Planning law and guidance

  1. Councils should approve planning applications that accord with policies in the local development plan, unless other material planning considerations indicate they should not.
  2. Planning considerations include things like:
    • access to the highway;
    • protection of ecological and heritage assets; and
    • the impact on neighbouring amenity.
  3. Planning considerations do not include things like:
    • views over another’s land;
    • the impact of development on property value; and
    • private rights and interests in land.
  4. Councils may impose planning conditions to make development acceptable in planning terms. Conditions should be necessary, enforceable and reasonable in all other regards.
  5. Planning enforcement is discretionary and formal action should happen only when it would be a proportionate response to the breach. When deciding whether to enforce, councils should consider the likely impact of harm to the public and whether they might grant approval if they were to receive an application for the development or use.

What happened

  1. The business next to Mr X’s home had planning permission to install a new extraction unit. The extraction unit was not installed in accordance with the plans and the Council’s environmental protection officers (EPOs) considered this to be unacceptable, as it caused noise to nearby residents.

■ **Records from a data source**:
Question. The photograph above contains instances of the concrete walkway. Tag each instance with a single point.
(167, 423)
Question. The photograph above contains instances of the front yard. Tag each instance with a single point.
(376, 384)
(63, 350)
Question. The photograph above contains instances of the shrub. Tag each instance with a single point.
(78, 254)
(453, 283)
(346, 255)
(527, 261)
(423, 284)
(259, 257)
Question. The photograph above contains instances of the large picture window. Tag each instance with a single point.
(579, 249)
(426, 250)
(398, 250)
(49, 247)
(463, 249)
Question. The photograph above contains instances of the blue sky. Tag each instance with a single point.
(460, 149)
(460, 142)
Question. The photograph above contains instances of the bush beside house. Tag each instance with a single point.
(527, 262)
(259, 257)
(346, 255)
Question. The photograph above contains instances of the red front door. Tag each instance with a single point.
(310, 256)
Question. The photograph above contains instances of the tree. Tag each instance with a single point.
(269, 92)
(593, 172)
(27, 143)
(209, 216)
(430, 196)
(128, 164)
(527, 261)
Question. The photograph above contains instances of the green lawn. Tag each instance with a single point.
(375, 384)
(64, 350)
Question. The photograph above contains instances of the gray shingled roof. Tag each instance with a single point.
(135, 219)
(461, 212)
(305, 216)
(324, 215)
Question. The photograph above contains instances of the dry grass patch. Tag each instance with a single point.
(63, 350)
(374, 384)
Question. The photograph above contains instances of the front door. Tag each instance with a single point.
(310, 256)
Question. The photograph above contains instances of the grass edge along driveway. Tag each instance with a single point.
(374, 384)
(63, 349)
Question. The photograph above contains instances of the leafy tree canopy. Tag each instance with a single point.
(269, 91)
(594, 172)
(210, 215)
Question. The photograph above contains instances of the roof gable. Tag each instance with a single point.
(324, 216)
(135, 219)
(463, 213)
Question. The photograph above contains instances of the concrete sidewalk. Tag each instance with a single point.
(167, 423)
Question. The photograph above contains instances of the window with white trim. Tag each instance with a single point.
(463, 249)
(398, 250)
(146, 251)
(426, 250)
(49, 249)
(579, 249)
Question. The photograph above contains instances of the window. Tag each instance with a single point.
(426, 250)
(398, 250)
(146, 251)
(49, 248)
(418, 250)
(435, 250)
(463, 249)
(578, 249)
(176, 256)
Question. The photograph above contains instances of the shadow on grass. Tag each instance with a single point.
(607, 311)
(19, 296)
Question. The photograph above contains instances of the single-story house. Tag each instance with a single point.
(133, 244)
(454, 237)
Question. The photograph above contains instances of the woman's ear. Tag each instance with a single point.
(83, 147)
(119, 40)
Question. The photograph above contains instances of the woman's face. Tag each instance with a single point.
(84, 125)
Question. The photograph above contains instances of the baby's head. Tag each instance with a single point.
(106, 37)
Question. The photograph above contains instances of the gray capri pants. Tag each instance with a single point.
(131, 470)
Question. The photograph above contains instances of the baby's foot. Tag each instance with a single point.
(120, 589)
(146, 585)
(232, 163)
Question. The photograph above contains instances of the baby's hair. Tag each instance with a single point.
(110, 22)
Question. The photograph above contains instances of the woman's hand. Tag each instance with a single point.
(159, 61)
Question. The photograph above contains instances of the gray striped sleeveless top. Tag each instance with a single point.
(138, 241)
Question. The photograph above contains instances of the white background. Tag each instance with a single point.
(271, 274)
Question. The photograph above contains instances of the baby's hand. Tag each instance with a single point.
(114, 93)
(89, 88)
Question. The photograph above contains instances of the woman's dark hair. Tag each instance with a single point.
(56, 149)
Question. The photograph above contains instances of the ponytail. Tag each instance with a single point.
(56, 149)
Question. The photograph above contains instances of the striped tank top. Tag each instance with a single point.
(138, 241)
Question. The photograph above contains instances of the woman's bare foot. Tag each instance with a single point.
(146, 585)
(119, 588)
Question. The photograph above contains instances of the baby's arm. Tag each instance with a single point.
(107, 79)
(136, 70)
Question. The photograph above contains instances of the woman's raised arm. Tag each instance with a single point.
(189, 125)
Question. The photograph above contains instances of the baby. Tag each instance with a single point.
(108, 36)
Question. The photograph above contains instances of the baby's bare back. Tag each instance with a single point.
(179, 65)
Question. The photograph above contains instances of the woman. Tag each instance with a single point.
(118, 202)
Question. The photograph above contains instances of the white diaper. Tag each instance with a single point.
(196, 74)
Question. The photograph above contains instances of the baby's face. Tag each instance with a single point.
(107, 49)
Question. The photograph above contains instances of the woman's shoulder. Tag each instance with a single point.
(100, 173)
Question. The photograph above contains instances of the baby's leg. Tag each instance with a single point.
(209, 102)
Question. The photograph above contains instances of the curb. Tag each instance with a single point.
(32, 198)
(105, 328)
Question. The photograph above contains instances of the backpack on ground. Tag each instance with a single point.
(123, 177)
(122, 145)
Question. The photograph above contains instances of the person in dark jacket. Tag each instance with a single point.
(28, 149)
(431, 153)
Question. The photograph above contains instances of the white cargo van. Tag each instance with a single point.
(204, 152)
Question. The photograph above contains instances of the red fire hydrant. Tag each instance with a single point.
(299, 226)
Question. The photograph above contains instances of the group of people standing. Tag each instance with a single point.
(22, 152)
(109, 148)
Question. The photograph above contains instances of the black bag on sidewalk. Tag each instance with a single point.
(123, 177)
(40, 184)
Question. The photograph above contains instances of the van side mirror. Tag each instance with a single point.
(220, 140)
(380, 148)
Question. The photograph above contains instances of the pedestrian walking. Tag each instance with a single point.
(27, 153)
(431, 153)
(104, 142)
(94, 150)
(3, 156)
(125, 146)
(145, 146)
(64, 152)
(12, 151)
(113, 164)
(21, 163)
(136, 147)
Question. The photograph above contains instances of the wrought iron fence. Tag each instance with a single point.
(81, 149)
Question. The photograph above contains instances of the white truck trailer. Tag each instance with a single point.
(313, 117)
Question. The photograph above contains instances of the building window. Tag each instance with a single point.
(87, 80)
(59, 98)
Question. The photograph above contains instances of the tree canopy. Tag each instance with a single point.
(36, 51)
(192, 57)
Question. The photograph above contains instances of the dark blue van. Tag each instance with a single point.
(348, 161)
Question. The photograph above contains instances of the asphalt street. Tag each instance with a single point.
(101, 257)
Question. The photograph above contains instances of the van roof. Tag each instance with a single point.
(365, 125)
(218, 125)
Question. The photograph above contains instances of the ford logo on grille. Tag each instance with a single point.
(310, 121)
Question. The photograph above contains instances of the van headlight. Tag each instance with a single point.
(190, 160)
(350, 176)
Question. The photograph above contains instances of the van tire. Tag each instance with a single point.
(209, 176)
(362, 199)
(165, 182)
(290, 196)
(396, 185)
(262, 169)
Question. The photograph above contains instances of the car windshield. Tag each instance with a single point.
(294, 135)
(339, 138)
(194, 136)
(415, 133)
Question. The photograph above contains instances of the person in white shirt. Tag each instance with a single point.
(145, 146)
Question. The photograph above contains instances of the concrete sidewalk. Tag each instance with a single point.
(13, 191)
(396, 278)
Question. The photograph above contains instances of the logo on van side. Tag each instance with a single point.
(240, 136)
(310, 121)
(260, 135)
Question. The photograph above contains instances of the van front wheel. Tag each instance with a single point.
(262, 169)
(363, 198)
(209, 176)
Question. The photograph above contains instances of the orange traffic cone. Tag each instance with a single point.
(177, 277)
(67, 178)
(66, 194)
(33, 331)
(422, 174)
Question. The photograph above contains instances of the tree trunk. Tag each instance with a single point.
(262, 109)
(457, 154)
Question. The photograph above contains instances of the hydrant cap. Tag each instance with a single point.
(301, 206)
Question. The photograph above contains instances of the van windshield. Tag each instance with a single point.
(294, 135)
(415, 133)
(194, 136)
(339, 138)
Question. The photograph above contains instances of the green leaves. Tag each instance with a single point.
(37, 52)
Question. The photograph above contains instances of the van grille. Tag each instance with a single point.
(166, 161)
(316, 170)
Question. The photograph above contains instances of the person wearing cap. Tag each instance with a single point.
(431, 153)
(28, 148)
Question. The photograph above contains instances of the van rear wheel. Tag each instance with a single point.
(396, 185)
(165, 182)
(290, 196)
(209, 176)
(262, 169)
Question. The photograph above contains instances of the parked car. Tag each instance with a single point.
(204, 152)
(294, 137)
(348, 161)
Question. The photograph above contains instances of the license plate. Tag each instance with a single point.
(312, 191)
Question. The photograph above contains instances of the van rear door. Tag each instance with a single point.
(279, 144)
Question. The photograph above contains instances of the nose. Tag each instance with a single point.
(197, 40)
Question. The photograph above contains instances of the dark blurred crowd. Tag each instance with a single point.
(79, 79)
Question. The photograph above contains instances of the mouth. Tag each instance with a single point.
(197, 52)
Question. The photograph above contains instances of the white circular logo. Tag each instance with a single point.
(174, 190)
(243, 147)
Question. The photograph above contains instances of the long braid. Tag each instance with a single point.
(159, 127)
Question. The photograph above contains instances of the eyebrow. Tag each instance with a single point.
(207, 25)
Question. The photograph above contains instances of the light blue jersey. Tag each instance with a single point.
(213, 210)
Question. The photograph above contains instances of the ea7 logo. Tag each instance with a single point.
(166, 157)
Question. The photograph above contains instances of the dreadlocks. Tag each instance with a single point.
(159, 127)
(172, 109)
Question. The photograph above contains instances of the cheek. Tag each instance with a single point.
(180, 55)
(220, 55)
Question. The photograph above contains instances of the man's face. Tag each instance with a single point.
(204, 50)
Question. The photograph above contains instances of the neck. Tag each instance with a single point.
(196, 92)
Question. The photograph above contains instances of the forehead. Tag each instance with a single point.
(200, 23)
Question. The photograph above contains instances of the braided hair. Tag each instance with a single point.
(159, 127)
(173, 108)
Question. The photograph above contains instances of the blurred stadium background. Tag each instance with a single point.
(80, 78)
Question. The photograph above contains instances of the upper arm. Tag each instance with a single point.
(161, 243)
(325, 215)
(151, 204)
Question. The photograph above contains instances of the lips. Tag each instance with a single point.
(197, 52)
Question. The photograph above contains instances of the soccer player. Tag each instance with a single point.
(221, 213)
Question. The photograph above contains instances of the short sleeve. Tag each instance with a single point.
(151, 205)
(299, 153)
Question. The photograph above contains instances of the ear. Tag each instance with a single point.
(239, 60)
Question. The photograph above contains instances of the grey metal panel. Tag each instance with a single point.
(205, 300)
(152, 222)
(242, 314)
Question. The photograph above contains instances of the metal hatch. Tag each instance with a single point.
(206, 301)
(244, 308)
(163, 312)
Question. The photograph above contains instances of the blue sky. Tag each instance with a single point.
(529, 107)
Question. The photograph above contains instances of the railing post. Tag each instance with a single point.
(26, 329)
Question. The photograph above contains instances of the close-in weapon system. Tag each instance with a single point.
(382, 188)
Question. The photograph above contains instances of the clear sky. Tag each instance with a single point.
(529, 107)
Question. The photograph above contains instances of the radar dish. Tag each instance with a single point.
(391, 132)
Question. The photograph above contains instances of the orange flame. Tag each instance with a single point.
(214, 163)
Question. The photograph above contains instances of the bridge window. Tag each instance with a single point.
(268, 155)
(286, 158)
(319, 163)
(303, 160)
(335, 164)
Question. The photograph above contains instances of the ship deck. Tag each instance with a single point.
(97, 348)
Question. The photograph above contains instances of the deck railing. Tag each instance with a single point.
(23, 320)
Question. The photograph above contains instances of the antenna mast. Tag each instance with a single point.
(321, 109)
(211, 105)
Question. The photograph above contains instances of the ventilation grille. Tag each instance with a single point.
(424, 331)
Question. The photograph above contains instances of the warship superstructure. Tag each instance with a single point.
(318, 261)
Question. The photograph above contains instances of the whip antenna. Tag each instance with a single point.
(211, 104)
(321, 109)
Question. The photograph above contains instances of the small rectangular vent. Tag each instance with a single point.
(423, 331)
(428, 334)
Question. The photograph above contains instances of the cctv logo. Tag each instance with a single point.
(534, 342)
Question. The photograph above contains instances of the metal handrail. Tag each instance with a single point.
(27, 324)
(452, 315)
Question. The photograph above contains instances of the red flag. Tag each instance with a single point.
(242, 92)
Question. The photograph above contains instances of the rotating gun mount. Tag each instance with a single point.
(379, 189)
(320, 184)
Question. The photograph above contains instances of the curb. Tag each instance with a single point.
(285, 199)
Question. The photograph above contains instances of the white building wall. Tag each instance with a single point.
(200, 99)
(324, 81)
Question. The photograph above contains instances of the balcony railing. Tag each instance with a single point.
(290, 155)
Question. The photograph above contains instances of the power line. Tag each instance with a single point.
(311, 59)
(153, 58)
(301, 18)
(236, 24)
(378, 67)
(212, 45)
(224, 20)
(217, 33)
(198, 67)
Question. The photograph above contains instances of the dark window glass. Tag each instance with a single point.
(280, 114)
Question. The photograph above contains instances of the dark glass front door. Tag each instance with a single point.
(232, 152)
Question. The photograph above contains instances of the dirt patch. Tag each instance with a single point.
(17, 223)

■ **Stated goal**: Write what comes next in the text on planning law and the neighboring business's extraction unit, starting right after its final sentence.

■ **Answer to this task**:
  2. The business applied to the Council to vary its plans for the extraction unit and this application was approved, subject to further conditions.
  3. One of the planning conditions required the applicant to submit a noise report and to ensure the development did not exceed certain noise levels. The details should be submitted within one month of installation and approved in writing by the Council.
  4. The applicant employed a contractor to carry out the work required by the condition, but there was some delay. The applicant eventually employed another contractor, who carried out works and provided details for the Council to consider or approve, but these arrived after the one-month deadline.
  5. The Council received complaints about noise from the unit. An EPO visited the site and recommended the Council’s planners should not discharge the planning condition, because noise levels in the planning condition were not met.
  6. The Council says, when the EPO made this recommendation, the officer had applied environmental protection criteria relating to statutory nuisance complaints, instead of the requirements and limits set out in the condition. The Council says that environmental protection officers have now accepted that the information provided demonstrates the requirements of the condition are satisfied.
  7. The Council’s planning manager says that there is technically a breach of the planning condition, because the condition details were not submitted for approval in time. However, the Council has decided not to take planning enforcement action because its EPO is now satisfied noise level requirements are satisfied. The Council says its EPOs are still considering their own powers and may take further action if they consider a noise nuisance exists.
  8. In its response to Mr X’s complaint, the Council agreed it had taken too long to update him on its progress and apologised for this.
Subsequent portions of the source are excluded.